» **TEXT EXTRACT**:
>>>

The Coming Firefight over Defense Spending

The new Administration will have to balance a multitude of conflicting demands when it comes to paying for a 21st century military

By Stan Crock

What's the toughest challenge Donald Rumsfeld will face as Defense Secretary? Believe it or not, juggling numbers. Though there's some quibbling over the size of the gap, just about everyone agrees that the 2001 defense budget -- which comes in at an even $300 billion -- isn't big enough to bankroll every weapons program on the drawing boards. Some estimates of the gulf between wish and reality are as low as $30 billion a year, while others soar to $100 billion.

The real debate is whether the country needs even more money to fund essential weapons, or whether simply too many weapons are in development to begin with. President-elect George W. Bush seemed to take the latter position during the campaign when he suggested skipping a generation of weapons. But at his confirmation hearing, Rumsfeld seemed troubled by that notion, arguing that much of the military's already creaky hardware would grow even older while the armed forces await new gear.

The new Administration will have to decide such questions -- and soon. Signs of strain are already showing: the services' inability to meet modernization goals, problems with morale, recruitment, and the retention of troops, who feel their needs get short shrift beside those of big-ticket weapons programs. "If you allow this gap to persist over time, you will have some really corrosive effects on the military," warns Michele A. Flournoy, a former top Pentagon official in the Clinton Administration.

<<<

» **TASK INSTRUCTIONS**:
1) Return everything from "By Stan Crock" down to "to $100 billion." in the defense budget article.
2) According to the defense budget article, why did Rumsfeld seem troubled by the idea of skipping a generation of weapons?
The material that comes next is separate from the defense budget article.

» **RECORDS**:
>>>

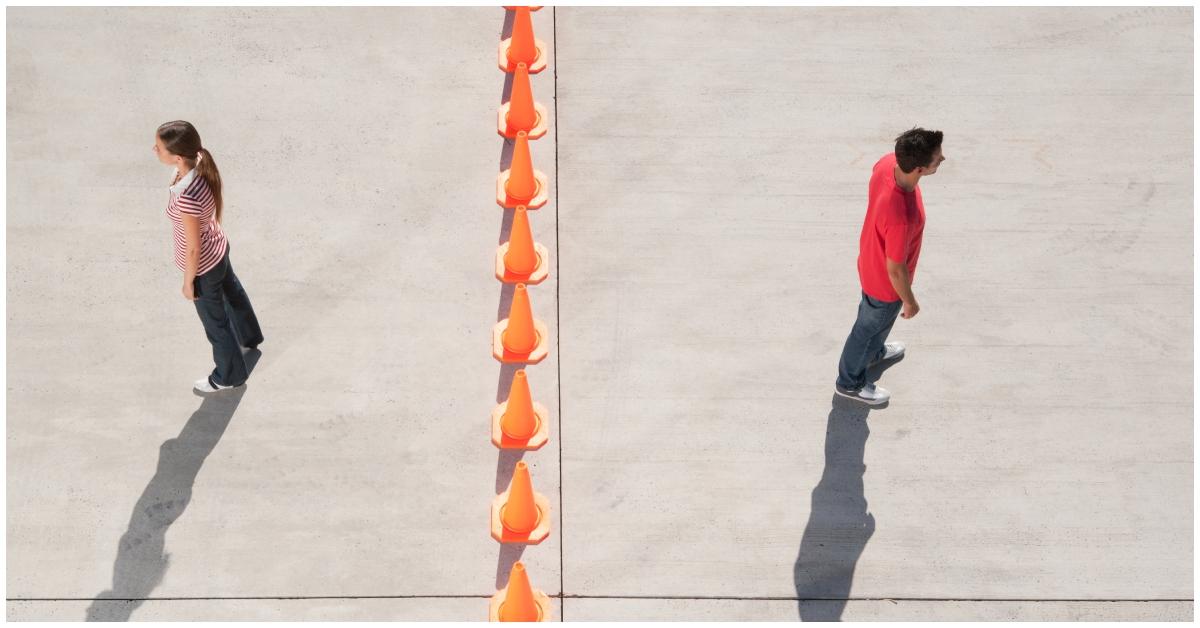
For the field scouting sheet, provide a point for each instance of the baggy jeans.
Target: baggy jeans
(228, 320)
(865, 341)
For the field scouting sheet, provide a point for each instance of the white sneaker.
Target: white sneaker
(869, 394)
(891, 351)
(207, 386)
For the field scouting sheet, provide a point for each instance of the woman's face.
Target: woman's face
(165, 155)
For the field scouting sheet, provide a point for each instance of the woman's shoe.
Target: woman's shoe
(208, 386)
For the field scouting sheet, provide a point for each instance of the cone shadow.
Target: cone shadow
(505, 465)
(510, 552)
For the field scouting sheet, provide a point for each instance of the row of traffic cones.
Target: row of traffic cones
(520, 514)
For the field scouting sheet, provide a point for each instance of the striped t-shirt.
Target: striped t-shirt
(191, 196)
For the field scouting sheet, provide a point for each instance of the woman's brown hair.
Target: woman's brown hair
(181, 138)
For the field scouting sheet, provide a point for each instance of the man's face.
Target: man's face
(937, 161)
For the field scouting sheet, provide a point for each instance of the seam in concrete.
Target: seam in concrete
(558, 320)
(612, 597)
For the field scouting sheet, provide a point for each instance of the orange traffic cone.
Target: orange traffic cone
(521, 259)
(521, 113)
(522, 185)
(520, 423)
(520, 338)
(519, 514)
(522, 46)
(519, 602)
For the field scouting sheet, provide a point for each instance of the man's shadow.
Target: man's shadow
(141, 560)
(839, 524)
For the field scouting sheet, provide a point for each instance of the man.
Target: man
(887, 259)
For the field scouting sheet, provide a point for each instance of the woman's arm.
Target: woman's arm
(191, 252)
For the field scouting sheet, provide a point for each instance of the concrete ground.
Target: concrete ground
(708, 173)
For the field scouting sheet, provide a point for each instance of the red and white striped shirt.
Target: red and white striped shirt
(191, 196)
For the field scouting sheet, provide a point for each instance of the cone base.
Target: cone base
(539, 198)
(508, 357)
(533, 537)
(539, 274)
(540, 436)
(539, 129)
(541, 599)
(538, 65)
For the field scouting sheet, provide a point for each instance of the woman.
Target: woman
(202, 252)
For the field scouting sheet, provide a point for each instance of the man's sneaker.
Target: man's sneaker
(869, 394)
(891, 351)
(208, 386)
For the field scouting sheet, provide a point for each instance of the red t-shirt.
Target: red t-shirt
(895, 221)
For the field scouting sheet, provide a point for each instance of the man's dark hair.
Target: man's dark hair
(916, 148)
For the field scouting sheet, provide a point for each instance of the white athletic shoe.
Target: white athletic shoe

<<<

» **TASK-BY-TASK SOLUTIONS**:
1)
By Stan Crock

What's the toughest challenge Donald Rumsfeld will face as Defense Secretary? Believe it or not, juggling numbers. Though there's some quibbling over the size of the gap, just about everyone agrees that the 2001 defense budget -- which comes in at an even $300 billion -- isn't big enough to bankroll every weapons program on the drawing boards. Some estimates of the gulf between wish and reality are as low as $30 billion a year, while others soar to $100 billion.

2) He argued that much of the military's already creaky hardware would grow even older while the armed forces waited for new gear.